--- Dataset entries ---

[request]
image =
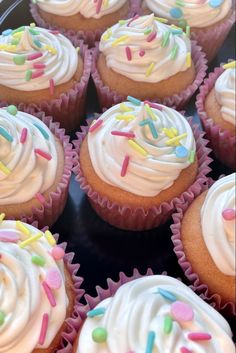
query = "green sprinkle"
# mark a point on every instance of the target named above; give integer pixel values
(2, 317)
(19, 59)
(168, 324)
(38, 260)
(11, 109)
(43, 132)
(99, 335)
(28, 75)
(165, 39)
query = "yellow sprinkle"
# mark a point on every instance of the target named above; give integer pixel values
(150, 69)
(30, 240)
(50, 238)
(150, 112)
(188, 60)
(4, 169)
(176, 139)
(22, 228)
(230, 65)
(137, 147)
(2, 216)
(119, 40)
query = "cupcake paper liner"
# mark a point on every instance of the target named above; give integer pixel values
(69, 108)
(89, 37)
(126, 217)
(48, 212)
(215, 300)
(108, 97)
(222, 141)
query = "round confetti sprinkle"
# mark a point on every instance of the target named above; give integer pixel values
(182, 312)
(181, 152)
(11, 109)
(176, 12)
(99, 335)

---

• _Task statement_:
Copy every line of the records above without any change, and leave the pictures out.

• _Solution to the problem_:
[request]
image =
query = "green sprinkle"
# mark a point on every instance of the target named above; give integer pixel values
(2, 317)
(19, 59)
(168, 324)
(38, 260)
(11, 109)
(43, 132)
(99, 335)
(28, 75)
(165, 39)
query = "yellow sprinkle"
# mark a point on every instance of the target named above; give integer pixel values
(150, 69)
(30, 240)
(50, 238)
(150, 112)
(188, 60)
(4, 169)
(176, 139)
(22, 228)
(230, 65)
(137, 147)
(2, 216)
(119, 40)
query = "cupcake paper liner"
# mark a point on every instance of the target named above; give integer pixel values
(69, 108)
(89, 37)
(126, 217)
(48, 212)
(215, 300)
(108, 97)
(222, 141)
query = "round confetti sprinkle"
# mark a point on every instance of the target named above; give integer pixel values
(182, 312)
(181, 152)
(11, 109)
(176, 12)
(99, 335)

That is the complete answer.